**Selected text:**
----------------
Skip to content

Pattern: Merkle Tree

Advanced

One Liner

Hash leaves, then hash pairs upward to a root — verify any leaf's integrity in O(log n) without re-hashing the entire dataset.

Interactive Demo

Real-World Analogy

A tamper-evident shipping seal system. Each box gets a unique wax seal. Boxes are grouped into crates, each crate sealed with a stamp derived from all its box seals. Crates go into containers with their own master seal. If one item is swapped, every seal above it breaks — and you can find the tampered box by checking just log(n) seals instead of opening every box.

Core Idea

A Merkle tree is a binary tree of hashes. Each leaf node contains the hash of a data block. Each internal node contains the hash of its two children concatenated. The root hash is a fingerprint of the entire dataset. To verify a single leaf, you only need the "proof path" — the sibling hashes along the path from the leaf to the root — giving O(log n) verification.

text
                    Root Hash
                   H(H12 + H34)
                  /             \
              H12                H34
           H(H1+H2)          H(H3+H4)
----------------
**Complete the following:**
• 1. Retype the part of the Merkle tree text that begins at the words "Real-World Analogy" and stops after "opening every box.".
• 2. According to the Merkle tree text, why can a single leaf be verified in O(log n)?
The material has no role in this.

Point labeling dataset excerpts
----------------
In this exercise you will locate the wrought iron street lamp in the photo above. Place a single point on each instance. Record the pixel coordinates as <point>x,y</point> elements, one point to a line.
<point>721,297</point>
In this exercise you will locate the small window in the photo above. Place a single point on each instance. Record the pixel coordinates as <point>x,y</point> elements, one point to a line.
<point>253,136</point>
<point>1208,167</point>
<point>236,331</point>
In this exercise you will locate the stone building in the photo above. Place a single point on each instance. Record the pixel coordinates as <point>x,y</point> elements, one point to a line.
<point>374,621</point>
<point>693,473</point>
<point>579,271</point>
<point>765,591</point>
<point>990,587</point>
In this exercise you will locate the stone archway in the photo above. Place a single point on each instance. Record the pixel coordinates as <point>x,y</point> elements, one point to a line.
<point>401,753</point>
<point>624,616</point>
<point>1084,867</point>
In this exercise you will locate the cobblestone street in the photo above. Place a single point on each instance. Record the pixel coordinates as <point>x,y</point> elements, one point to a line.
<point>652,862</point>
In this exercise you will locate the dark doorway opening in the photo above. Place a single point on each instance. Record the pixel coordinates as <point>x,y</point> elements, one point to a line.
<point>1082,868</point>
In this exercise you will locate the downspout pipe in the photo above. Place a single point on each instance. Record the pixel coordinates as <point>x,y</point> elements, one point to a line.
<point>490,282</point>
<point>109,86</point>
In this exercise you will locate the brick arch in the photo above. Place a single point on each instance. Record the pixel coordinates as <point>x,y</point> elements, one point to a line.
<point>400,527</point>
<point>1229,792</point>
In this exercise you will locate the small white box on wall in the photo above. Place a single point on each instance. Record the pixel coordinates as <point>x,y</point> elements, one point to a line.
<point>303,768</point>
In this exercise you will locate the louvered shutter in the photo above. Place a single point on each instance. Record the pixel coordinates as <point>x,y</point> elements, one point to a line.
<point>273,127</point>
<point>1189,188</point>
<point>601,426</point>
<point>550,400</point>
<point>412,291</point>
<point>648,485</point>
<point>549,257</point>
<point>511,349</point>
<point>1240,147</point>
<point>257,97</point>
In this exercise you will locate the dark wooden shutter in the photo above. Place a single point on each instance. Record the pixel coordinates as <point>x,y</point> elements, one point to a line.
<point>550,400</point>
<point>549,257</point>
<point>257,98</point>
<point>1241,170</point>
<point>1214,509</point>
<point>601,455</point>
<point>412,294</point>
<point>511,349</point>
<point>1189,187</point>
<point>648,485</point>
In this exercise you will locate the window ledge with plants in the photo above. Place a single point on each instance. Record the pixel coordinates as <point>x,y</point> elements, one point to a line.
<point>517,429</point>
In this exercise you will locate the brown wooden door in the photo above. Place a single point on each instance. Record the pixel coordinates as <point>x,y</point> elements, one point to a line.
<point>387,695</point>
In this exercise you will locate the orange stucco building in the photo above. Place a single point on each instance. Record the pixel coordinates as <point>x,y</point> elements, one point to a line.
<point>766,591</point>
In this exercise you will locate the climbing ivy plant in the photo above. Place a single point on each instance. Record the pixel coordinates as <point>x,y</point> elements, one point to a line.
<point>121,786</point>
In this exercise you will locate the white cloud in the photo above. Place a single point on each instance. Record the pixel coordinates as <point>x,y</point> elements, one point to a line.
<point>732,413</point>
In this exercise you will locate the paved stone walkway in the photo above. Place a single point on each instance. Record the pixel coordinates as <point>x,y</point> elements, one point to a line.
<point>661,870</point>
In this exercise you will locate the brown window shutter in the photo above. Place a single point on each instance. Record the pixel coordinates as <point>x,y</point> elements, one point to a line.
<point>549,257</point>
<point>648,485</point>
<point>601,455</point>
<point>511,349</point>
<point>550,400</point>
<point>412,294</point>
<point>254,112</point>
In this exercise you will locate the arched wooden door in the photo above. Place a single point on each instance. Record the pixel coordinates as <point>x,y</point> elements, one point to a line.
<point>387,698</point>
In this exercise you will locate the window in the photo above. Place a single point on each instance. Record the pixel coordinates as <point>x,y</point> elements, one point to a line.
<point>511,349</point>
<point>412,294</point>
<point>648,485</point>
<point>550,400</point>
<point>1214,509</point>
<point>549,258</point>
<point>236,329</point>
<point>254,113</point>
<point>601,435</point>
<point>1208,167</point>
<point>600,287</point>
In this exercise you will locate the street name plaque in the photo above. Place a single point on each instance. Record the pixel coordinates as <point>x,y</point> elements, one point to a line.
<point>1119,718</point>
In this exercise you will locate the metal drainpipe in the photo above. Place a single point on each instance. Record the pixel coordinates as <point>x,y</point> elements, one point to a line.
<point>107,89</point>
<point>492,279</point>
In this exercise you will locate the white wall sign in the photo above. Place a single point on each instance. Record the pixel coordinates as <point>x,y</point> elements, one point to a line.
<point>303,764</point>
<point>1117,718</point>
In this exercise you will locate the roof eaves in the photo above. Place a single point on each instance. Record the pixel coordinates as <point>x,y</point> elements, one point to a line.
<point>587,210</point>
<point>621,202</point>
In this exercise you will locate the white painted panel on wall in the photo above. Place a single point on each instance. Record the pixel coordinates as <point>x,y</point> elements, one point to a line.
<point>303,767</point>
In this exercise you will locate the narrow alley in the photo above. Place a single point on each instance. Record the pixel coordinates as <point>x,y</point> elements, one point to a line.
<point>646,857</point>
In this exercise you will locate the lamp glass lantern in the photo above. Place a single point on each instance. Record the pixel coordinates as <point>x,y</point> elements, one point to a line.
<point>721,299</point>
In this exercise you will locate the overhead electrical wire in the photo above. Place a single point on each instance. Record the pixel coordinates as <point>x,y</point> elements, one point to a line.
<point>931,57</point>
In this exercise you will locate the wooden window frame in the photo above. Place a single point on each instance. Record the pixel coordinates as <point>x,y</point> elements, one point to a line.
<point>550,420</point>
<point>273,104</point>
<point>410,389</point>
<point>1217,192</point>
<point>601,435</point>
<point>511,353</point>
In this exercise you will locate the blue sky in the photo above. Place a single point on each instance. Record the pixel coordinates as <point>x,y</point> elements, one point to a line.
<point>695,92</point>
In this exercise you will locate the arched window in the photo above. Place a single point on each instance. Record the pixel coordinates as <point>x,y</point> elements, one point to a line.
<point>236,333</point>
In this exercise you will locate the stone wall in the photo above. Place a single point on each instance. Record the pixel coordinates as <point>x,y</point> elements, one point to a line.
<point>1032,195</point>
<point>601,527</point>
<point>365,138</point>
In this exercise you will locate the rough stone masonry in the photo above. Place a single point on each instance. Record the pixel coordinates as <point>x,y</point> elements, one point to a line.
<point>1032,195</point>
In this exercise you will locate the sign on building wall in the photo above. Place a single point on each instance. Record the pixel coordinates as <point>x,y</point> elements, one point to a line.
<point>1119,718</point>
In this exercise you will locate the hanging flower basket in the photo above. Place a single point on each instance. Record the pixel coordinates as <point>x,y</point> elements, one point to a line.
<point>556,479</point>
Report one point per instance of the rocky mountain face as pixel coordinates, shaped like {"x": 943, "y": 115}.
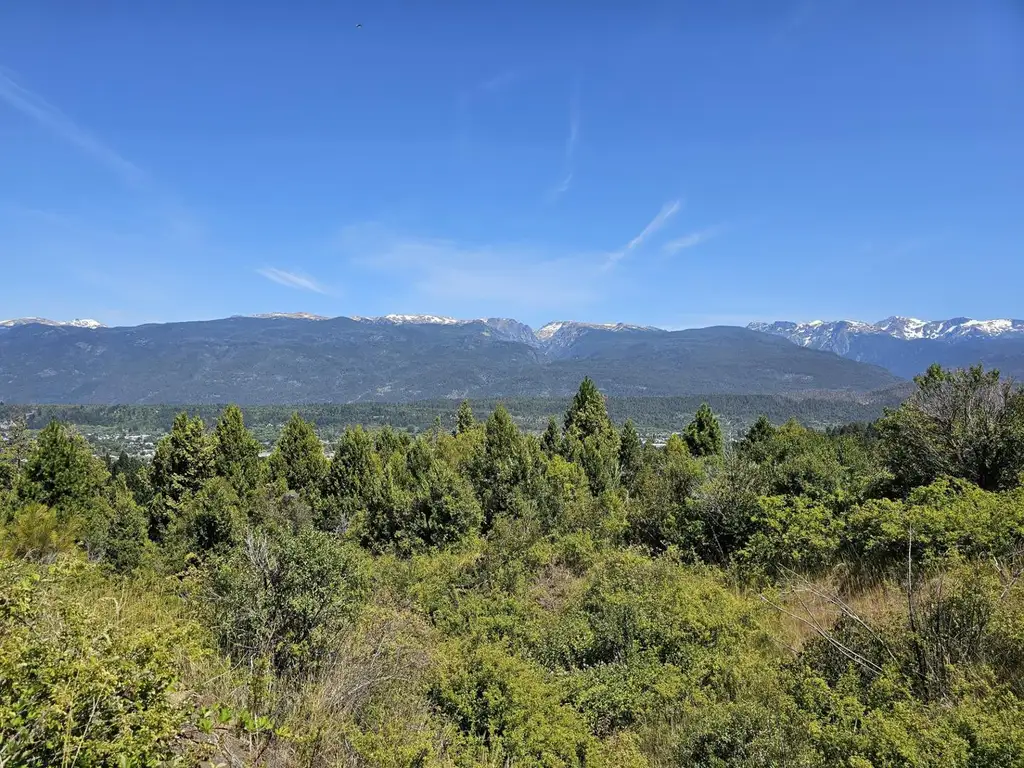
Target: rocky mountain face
{"x": 301, "y": 359}
{"x": 44, "y": 322}
{"x": 906, "y": 345}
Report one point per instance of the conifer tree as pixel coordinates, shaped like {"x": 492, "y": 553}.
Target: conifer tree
{"x": 236, "y": 452}
{"x": 298, "y": 458}
{"x": 551, "y": 439}
{"x": 704, "y": 434}
{"x": 183, "y": 460}
{"x": 630, "y": 454}
{"x": 464, "y": 418}
{"x": 590, "y": 437}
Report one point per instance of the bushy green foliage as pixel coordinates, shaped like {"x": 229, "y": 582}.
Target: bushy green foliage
{"x": 236, "y": 452}
{"x": 298, "y": 461}
{"x": 478, "y": 596}
{"x": 79, "y": 686}
{"x": 285, "y": 596}
{"x": 966, "y": 424}
{"x": 704, "y": 434}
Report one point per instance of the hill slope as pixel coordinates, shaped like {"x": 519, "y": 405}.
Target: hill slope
{"x": 280, "y": 359}
{"x": 906, "y": 346}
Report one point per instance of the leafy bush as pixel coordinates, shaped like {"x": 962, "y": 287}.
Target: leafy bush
{"x": 78, "y": 687}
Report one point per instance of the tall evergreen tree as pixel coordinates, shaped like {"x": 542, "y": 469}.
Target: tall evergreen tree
{"x": 183, "y": 460}
{"x": 590, "y": 437}
{"x": 630, "y": 454}
{"x": 704, "y": 434}
{"x": 353, "y": 479}
{"x": 464, "y": 420}
{"x": 126, "y": 535}
{"x": 236, "y": 452}
{"x": 759, "y": 432}
{"x": 504, "y": 467}
{"x": 588, "y": 414}
{"x": 61, "y": 472}
{"x": 551, "y": 440}
{"x": 14, "y": 448}
{"x": 298, "y": 458}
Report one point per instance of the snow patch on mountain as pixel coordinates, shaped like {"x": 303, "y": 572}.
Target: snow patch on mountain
{"x": 835, "y": 336}
{"x": 77, "y": 323}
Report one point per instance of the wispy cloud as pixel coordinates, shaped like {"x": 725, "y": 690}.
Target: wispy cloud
{"x": 49, "y": 117}
{"x": 292, "y": 280}
{"x": 500, "y": 81}
{"x": 566, "y": 179}
{"x": 483, "y": 89}
{"x": 669, "y": 210}
{"x": 691, "y": 240}
{"x": 470, "y": 276}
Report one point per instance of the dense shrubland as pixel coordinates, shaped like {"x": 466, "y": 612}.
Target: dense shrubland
{"x": 481, "y": 596}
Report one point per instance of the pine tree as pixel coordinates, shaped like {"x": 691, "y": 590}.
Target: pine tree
{"x": 353, "y": 479}
{"x": 464, "y": 418}
{"x": 551, "y": 440}
{"x": 761, "y": 431}
{"x": 184, "y": 460}
{"x": 504, "y": 468}
{"x": 126, "y": 536}
{"x": 588, "y": 415}
{"x": 590, "y": 437}
{"x": 236, "y": 452}
{"x": 630, "y": 454}
{"x": 704, "y": 434}
{"x": 14, "y": 450}
{"x": 298, "y": 458}
{"x": 61, "y": 472}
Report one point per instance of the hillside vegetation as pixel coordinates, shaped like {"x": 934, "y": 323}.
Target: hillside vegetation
{"x": 135, "y": 428}
{"x": 261, "y": 360}
{"x": 480, "y": 596}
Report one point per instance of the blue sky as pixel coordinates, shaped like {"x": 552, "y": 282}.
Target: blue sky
{"x": 671, "y": 163}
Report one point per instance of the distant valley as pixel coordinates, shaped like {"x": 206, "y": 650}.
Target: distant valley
{"x": 398, "y": 358}
{"x": 305, "y": 358}
{"x": 905, "y": 346}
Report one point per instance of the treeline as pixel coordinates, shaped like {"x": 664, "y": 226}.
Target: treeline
{"x": 651, "y": 415}
{"x": 480, "y": 595}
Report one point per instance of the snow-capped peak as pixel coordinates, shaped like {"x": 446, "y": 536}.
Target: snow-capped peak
{"x": 77, "y": 323}
{"x": 422, "y": 320}
{"x": 288, "y": 315}
{"x": 836, "y": 336}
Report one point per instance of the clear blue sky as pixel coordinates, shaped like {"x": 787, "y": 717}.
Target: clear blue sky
{"x": 673, "y": 164}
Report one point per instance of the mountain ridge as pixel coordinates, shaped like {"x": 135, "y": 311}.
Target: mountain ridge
{"x": 906, "y": 346}
{"x": 292, "y": 360}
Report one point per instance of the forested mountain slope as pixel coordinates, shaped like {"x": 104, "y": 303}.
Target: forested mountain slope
{"x": 281, "y": 359}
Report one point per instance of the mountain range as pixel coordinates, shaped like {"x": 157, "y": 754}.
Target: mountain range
{"x": 297, "y": 358}
{"x": 906, "y": 346}
{"x": 301, "y": 357}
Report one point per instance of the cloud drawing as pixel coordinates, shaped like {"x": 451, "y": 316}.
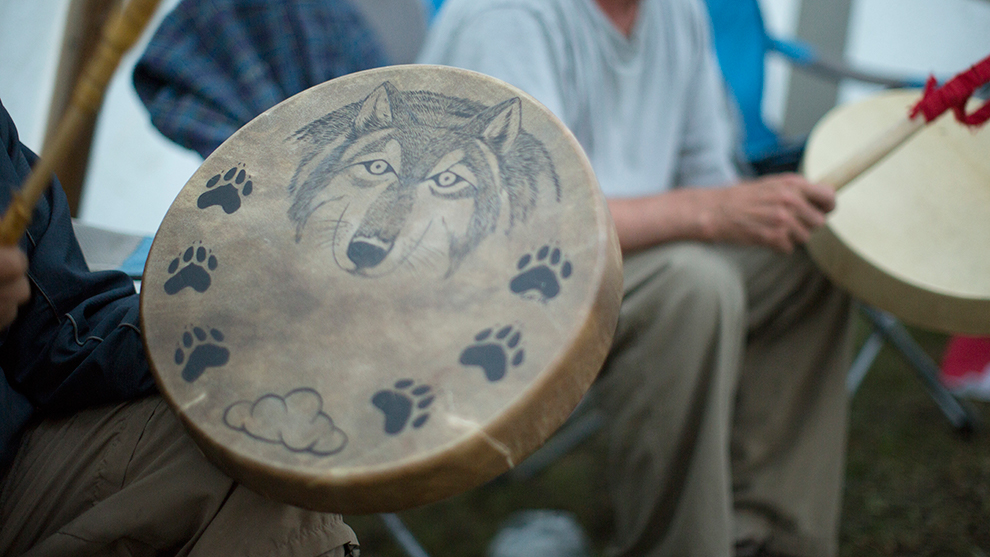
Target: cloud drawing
{"x": 296, "y": 421}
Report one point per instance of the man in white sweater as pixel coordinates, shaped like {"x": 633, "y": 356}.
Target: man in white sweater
{"x": 724, "y": 386}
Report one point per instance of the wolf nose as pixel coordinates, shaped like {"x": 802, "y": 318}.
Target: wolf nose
{"x": 366, "y": 253}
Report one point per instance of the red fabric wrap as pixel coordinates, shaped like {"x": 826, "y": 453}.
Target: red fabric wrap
{"x": 954, "y": 95}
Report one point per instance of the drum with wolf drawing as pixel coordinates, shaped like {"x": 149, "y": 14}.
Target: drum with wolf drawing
{"x": 910, "y": 235}
{"x": 383, "y": 291}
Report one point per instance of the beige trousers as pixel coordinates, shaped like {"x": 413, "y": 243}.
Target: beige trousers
{"x": 727, "y": 406}
{"x": 127, "y": 480}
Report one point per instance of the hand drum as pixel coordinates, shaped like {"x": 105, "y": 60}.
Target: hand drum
{"x": 383, "y": 291}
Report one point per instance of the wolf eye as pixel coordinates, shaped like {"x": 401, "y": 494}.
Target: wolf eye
{"x": 447, "y": 179}
{"x": 378, "y": 167}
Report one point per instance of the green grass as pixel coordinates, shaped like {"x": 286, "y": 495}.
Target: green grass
{"x": 914, "y": 485}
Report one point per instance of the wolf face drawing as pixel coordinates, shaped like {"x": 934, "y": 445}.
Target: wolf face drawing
{"x": 416, "y": 180}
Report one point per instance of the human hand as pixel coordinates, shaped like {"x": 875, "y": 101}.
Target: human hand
{"x": 14, "y": 287}
{"x": 778, "y": 211}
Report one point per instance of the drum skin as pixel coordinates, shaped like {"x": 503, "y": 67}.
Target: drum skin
{"x": 910, "y": 235}
{"x": 383, "y": 291}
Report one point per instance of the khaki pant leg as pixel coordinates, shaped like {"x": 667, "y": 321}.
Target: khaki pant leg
{"x": 681, "y": 392}
{"x": 127, "y": 480}
{"x": 789, "y": 428}
{"x": 668, "y": 388}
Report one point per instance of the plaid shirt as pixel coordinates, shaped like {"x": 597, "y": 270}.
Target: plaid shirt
{"x": 213, "y": 65}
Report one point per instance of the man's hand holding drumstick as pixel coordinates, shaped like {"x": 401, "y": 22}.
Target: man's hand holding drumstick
{"x": 778, "y": 211}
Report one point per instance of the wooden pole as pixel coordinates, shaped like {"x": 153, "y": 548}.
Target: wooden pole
{"x": 119, "y": 34}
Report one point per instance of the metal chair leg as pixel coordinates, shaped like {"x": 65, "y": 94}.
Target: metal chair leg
{"x": 959, "y": 415}
{"x": 403, "y": 536}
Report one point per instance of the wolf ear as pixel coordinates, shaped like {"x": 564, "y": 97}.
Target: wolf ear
{"x": 501, "y": 124}
{"x": 376, "y": 110}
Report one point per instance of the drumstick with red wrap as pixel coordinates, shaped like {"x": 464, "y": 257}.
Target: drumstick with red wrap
{"x": 119, "y": 34}
{"x": 935, "y": 101}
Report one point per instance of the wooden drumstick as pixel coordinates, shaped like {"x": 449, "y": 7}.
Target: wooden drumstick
{"x": 119, "y": 33}
{"x": 934, "y": 102}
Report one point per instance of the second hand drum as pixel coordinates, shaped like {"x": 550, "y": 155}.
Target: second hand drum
{"x": 910, "y": 235}
{"x": 383, "y": 291}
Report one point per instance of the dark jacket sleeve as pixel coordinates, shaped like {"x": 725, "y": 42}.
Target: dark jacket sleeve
{"x": 76, "y": 343}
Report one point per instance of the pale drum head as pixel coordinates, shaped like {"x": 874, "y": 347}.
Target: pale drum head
{"x": 383, "y": 291}
{"x": 911, "y": 235}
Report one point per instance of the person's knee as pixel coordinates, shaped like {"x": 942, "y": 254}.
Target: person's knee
{"x": 705, "y": 284}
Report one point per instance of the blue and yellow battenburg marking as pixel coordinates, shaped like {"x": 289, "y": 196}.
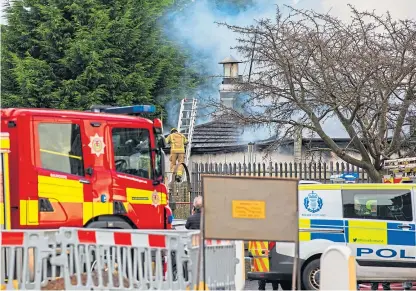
----------------
**Complete answers:**
• 1.
Real-World Analogy

A tamper-evident shipping seal system. Each box gets a unique wax seal. Boxes are grouped into crates, each crate sealed with a stamp derived from all its box seals. Crates go into containers with their own master seal. If one item is swapped, every seal above it breaks — and you can find the tampered box by checking just log(n) seals instead of opening every box.

• 2. Verifying one leaf needs only the proof path: the sibling hashes along the path from that leaf up to the root. The entire dataset does not have to be re-hashed.